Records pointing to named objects
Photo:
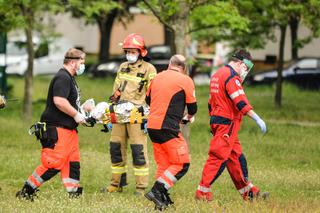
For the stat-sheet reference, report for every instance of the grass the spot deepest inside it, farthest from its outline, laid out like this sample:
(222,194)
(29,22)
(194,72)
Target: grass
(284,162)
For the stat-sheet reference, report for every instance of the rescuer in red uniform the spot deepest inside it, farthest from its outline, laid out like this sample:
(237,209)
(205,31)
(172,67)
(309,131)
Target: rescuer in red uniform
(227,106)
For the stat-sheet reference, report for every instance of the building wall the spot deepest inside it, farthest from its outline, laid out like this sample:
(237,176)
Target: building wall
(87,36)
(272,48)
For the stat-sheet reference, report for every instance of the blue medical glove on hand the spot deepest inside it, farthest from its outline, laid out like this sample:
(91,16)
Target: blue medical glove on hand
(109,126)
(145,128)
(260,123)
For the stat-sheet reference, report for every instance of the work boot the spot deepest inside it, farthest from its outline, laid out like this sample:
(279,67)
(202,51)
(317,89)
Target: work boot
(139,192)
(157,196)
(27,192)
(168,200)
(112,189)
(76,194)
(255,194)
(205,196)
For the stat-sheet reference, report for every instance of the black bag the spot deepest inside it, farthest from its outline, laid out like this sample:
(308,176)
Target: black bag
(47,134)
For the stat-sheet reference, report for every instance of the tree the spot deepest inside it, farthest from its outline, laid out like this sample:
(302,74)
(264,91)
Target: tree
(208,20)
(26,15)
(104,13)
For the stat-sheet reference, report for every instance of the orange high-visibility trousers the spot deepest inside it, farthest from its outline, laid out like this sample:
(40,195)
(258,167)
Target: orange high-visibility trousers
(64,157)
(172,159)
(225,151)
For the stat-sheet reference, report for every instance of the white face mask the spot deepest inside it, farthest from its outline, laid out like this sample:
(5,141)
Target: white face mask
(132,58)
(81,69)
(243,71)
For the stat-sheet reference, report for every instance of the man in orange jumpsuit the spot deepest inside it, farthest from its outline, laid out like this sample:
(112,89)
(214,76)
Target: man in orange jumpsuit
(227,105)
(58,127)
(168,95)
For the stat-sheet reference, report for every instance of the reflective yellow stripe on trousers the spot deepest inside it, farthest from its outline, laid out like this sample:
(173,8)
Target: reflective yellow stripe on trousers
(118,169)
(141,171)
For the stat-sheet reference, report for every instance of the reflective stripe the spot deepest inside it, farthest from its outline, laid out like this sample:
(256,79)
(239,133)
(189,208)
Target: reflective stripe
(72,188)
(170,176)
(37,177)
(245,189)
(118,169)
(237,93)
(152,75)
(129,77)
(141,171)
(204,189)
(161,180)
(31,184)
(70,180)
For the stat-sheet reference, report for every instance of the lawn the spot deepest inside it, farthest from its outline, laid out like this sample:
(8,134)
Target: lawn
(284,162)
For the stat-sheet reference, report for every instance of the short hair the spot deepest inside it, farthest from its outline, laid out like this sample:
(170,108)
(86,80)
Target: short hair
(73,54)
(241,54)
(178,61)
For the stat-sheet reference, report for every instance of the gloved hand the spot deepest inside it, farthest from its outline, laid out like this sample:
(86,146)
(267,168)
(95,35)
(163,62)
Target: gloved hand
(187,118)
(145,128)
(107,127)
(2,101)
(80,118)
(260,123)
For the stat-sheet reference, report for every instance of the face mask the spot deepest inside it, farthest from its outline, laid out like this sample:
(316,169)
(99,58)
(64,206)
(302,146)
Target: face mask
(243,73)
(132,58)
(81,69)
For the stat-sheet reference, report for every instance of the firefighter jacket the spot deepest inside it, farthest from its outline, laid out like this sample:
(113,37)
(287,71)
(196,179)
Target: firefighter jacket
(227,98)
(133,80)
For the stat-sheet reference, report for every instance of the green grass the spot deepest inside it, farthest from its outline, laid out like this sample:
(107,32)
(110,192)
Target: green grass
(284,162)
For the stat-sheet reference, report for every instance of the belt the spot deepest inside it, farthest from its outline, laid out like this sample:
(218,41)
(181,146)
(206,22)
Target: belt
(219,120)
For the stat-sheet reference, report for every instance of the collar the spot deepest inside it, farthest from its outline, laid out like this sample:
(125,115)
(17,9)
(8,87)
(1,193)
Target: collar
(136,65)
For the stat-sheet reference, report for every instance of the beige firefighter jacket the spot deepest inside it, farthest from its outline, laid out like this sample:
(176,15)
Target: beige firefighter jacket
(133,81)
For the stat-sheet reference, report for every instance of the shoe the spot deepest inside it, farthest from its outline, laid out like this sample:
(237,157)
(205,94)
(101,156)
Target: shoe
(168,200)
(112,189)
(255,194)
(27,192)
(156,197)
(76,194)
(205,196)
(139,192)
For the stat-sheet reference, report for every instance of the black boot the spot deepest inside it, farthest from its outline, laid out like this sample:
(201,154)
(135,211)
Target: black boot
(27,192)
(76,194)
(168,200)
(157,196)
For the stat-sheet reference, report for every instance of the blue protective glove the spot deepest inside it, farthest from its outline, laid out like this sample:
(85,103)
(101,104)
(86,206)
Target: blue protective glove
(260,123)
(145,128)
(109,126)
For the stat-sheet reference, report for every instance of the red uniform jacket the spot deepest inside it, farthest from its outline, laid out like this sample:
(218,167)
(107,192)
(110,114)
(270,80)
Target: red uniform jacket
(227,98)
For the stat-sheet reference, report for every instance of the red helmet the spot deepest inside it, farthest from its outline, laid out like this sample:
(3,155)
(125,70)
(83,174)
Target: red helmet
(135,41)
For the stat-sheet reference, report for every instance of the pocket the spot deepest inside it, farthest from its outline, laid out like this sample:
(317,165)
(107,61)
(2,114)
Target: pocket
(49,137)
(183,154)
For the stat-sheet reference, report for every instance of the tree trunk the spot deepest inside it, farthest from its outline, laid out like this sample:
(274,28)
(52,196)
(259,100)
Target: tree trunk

Set task:
Put the records into a Markdown table with the columns Row and Line, starting at the line that contains "the blue protective" and ending at the last line of the records. Number each row and leave out blank lines.

Answer:
| Row | Line |
|---|---|
| 1 | For the stat-sheet reference, report for every instance of the blue protective glove the spot deepest inside it, farthest from its outline, laid out like this sample: |
| 2 | (85,103) |
| 3 | (101,104) |
| 4 | (86,206) |
| 5 | Target: blue protective glove |
| 6 | (260,123) |
| 7 | (145,128) |
| 8 | (109,126) |
| 9 | For the stat-sheet reference, report for every instance of the red uniform jacket the spot deepest inside it, farthest from its outline, laid out like this sample: |
| 10 | (218,167) |
| 11 | (107,192) |
| 12 | (110,114) |
| 13 | (270,80) |
| 14 | Target: red uniform jacket |
| 15 | (227,98) |
| 16 | For the stat-sheet reference, report for every instance of the red helmet the spot deepest inside it, farthest from its outline, laid out like this sample: |
| 17 | (3,155) |
| 18 | (125,70) |
| 19 | (83,174) |
| 20 | Target: red helmet |
| 21 | (135,41) |
| 22 | For the stat-sheet reference, report for every instance of the pocket the spot deepest inside it, farthest from its outline, laid out like this sample: |
| 23 | (317,165) |
| 24 | (107,61) |
| 25 | (2,114) |
| 26 | Target: pocket |
| 27 | (49,137) |
| 28 | (183,154) |
| 29 | For the stat-sheet reference, report for every instance of the tree trunk the spot deepest inside it, farthest from its outline, laid out like this sample: |
| 30 | (274,28) |
| 31 | (52,196) |
| 32 | (259,100) |
| 33 | Target: tree trunk |